> CHECK YOUR UNDERSTANDING
#1 In the passage about Fanara, repeat the text starting with "It was at the" and going on through "on Vermont Avenue.", substituting "four dates" for "three dates".
#2 Summarize the passage about Fanara in two sentences.
#3 Translate this sentence from the passage about Fanara into Spanish: "It was at the first Palermo, Michelle Fanara said, that her parents met."

Fanara’s death was sudden. The restaurant had closed for a summer hiatus July 1. On Friday, Fanara’s daughter Michelle Fanara said, her father was working on a project at a neighboring property, stepped inside Palermo, lay down to rest and did not get up. A specific cause is unknown, but Fanara had some history of heart trouble.

Born in Sicily to a large family, Fanara moved to the U.S. with his parents as a teenager, served in the U.S. Army from 1967 to 1969 and earned an associate’s degree in electrical engineering from East Los Angeles College in 1971. After working for San Antonio Winery, Fanara opened his first restaurant, an 18-table venture on Hillhurst Avenue, in 1976. He called it Palermo and specialized in Sicilian home-style cuisine.

It was at the first Palermo, Michelle Fanara said, that her parents met. After three dates they got engaged. In 1977 they married. In 1982, with a growing family at home, Fanara moved the restaurant to a larger space on Vermont Avenue.

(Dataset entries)
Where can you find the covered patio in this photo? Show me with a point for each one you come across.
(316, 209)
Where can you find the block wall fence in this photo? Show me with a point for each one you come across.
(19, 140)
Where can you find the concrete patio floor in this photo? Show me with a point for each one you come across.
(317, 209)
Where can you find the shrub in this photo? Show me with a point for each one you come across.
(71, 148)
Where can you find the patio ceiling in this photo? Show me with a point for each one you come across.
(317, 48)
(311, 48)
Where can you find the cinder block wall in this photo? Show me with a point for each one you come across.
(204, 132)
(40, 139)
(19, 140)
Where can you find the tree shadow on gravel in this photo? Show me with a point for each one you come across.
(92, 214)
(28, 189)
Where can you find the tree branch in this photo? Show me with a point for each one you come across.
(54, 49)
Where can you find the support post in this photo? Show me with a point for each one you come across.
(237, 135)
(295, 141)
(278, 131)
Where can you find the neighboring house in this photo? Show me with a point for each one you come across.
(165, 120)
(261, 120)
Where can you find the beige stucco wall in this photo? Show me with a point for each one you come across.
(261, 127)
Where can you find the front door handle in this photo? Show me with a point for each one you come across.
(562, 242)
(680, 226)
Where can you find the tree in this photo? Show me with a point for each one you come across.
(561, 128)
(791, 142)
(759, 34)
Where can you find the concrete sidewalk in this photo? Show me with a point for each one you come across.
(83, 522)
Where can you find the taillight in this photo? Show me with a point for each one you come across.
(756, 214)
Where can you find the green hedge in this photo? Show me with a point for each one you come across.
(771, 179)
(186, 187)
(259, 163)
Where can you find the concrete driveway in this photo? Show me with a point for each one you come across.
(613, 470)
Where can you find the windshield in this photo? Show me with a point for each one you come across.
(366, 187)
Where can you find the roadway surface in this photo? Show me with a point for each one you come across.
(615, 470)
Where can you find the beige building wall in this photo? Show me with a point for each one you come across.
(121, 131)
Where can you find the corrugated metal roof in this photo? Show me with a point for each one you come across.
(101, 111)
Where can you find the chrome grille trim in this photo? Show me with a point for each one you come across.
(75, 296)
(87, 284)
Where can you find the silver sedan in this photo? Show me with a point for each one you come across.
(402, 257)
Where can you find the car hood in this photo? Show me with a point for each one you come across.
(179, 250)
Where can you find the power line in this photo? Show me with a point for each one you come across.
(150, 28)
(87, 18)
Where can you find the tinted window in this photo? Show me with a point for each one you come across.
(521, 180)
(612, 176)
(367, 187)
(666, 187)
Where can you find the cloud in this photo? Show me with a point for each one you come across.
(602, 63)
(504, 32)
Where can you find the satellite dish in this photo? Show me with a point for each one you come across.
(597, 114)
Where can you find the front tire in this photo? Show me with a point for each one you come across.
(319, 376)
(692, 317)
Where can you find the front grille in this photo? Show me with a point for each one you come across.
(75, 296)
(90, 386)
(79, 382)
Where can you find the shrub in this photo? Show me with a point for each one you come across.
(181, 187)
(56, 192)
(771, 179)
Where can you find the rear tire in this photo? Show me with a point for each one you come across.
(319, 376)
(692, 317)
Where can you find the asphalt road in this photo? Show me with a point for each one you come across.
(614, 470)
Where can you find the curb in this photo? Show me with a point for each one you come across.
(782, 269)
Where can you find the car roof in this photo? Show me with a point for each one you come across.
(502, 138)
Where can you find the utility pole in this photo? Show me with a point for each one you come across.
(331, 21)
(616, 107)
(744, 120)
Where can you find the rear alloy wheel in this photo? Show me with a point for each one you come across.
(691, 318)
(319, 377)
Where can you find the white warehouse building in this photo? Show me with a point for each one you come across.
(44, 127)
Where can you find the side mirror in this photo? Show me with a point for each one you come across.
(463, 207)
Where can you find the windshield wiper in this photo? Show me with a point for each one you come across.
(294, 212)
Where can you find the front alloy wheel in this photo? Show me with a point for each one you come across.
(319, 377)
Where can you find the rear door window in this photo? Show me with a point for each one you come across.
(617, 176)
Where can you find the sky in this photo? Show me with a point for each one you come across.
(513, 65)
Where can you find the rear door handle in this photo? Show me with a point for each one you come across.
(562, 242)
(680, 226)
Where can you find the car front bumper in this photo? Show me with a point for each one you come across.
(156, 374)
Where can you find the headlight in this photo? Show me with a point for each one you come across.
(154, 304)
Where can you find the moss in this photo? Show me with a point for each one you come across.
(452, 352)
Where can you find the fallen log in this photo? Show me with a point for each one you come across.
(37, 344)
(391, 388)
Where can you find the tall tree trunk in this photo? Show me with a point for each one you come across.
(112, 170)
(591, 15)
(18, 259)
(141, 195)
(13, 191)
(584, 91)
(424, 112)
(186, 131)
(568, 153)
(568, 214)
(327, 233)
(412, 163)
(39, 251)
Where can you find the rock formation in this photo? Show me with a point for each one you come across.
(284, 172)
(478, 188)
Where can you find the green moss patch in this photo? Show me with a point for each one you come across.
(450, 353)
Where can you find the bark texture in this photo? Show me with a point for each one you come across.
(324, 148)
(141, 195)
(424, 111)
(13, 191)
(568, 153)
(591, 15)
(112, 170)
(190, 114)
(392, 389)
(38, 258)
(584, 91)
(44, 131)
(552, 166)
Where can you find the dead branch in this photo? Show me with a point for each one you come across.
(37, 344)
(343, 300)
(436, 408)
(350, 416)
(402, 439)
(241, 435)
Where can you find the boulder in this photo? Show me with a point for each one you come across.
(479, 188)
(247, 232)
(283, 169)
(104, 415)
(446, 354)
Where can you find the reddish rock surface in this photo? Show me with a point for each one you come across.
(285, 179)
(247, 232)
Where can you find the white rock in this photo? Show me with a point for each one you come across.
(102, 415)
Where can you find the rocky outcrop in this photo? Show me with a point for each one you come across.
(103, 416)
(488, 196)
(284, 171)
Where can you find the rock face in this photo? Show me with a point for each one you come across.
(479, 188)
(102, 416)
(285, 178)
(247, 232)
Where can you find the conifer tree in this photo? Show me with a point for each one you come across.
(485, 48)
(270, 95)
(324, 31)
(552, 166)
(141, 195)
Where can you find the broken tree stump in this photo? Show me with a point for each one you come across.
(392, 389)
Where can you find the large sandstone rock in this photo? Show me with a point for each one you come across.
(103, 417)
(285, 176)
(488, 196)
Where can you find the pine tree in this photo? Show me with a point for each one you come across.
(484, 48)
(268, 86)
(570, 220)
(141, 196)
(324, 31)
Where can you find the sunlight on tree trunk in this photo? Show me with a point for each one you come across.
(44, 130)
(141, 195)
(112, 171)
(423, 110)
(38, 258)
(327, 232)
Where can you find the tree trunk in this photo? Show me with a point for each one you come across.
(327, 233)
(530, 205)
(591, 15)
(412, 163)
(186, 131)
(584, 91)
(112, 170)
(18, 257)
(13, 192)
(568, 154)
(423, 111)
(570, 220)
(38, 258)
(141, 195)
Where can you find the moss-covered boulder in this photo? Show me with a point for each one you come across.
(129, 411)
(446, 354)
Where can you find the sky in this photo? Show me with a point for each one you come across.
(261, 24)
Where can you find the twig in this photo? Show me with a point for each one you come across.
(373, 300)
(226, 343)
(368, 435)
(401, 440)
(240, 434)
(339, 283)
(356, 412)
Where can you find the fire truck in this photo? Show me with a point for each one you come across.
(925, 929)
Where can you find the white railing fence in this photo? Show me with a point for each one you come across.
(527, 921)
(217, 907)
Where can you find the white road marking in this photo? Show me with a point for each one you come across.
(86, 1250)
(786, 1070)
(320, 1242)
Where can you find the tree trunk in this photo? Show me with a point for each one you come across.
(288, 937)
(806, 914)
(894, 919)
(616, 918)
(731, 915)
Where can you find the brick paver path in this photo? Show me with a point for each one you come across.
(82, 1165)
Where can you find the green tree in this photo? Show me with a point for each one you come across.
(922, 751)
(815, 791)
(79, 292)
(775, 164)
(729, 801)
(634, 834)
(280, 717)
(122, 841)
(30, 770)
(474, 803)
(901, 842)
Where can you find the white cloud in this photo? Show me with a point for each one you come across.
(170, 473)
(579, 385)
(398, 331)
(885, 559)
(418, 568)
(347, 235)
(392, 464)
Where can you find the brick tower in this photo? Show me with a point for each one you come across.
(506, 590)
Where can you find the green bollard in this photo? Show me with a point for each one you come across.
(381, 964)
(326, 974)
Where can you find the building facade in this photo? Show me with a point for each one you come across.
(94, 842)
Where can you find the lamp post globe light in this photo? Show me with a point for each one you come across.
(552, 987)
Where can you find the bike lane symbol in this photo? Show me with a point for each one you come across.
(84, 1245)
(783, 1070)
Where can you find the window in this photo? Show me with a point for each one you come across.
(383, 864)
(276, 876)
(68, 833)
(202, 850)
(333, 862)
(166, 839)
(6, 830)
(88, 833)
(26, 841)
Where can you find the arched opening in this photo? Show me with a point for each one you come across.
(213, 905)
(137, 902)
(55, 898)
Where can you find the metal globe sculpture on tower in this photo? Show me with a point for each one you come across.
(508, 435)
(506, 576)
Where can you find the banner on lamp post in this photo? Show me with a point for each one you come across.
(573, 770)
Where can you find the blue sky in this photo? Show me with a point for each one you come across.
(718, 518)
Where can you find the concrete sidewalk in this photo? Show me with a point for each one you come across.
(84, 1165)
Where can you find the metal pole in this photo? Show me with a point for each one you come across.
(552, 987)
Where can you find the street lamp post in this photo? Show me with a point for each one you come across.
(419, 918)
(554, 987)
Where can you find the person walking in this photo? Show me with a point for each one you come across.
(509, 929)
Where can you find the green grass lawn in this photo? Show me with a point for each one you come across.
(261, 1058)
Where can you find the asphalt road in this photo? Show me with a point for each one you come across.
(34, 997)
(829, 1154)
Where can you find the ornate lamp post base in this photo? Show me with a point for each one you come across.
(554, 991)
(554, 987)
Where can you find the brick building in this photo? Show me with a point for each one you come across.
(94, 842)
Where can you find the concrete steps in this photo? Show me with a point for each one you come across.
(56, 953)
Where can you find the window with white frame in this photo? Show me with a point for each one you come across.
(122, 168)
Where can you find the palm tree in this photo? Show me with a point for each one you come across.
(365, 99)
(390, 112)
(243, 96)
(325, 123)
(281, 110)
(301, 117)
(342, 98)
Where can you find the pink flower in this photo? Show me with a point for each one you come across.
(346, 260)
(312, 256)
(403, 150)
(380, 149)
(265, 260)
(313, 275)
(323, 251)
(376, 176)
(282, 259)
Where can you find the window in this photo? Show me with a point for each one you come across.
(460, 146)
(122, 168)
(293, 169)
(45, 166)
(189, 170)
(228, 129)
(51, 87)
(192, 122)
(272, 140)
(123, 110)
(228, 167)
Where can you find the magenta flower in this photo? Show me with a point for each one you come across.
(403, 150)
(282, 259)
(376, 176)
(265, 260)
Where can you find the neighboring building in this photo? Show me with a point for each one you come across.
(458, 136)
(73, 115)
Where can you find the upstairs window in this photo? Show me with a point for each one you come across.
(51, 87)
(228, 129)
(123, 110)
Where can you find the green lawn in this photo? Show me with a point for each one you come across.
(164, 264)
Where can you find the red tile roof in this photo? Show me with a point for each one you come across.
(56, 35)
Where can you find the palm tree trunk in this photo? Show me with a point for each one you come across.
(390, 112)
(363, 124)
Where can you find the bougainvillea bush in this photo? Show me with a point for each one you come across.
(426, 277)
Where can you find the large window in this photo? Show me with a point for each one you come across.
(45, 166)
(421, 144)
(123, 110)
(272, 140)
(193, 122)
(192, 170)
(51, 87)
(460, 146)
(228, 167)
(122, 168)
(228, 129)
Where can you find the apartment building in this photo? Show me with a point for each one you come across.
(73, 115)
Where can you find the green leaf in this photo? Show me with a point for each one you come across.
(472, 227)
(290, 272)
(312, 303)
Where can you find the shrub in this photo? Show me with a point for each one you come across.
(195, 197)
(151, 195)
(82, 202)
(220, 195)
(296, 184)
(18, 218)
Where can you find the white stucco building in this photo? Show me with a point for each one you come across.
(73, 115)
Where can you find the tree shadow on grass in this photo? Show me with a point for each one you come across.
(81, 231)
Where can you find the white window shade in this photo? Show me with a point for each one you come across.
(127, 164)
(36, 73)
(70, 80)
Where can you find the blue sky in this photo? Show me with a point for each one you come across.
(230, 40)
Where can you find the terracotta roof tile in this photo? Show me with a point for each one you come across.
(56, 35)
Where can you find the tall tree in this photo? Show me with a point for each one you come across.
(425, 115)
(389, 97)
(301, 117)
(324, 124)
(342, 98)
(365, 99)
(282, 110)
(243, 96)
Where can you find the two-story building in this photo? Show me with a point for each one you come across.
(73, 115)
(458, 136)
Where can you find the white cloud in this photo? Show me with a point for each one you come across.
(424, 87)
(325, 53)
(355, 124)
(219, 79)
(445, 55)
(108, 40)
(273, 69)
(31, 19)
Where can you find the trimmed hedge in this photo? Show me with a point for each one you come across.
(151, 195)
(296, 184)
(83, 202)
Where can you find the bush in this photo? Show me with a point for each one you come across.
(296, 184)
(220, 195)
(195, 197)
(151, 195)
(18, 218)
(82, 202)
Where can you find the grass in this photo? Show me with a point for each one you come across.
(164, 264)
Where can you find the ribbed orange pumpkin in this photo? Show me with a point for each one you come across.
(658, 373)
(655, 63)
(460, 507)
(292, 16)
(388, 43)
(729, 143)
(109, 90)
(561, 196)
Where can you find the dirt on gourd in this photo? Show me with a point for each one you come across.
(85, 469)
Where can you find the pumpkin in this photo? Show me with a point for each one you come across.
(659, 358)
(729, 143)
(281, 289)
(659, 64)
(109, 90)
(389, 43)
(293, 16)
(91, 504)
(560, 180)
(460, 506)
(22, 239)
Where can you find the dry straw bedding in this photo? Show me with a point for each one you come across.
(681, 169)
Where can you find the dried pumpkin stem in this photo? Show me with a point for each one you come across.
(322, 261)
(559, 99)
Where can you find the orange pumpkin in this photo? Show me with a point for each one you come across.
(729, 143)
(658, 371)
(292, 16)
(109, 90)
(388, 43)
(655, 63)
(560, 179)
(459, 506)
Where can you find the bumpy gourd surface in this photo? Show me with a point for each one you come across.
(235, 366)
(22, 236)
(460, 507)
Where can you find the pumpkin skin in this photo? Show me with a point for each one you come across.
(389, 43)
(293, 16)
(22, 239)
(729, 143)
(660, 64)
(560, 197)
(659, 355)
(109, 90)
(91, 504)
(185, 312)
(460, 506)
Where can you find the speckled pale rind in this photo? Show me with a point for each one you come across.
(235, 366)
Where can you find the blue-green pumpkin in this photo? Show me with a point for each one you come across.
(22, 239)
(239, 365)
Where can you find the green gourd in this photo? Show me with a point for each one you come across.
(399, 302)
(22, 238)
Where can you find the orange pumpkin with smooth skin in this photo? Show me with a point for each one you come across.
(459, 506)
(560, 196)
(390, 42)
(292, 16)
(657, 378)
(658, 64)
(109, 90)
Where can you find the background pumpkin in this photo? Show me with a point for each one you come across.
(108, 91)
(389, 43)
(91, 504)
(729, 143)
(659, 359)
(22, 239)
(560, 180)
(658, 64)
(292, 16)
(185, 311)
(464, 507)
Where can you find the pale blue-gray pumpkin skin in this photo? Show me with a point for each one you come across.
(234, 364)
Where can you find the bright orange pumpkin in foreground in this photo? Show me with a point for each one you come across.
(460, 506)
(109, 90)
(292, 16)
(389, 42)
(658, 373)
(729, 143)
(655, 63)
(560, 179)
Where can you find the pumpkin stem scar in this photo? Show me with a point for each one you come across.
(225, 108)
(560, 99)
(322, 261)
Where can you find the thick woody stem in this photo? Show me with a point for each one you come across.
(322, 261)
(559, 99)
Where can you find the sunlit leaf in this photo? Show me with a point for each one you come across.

> RESPONSES BY ITEM NUMBER
#1
It was at the first Palermo, Michelle Fanara said, that her parents met. After four dates they got engaged. In 1977 they married. In 1982, with a growing family at home, Fanara moved the restaurant to a larger space on Vermont Avenue.

#2 Fanara died suddenly after lying down to rest inside his restaurant, Palermo, which was closed for a summer hiatus. Born in Sicily, he moved to the U.S. as a teenager, served in the Army, earned an electrical engineering degree, opened Palermo in 1976, met his wife there, and in 1982 moved the restaurant to a larger space on Vermont Avenue.

#3 Fue en el primer Palermo, dijo Michelle Fanara, donde se conocieron sus padres.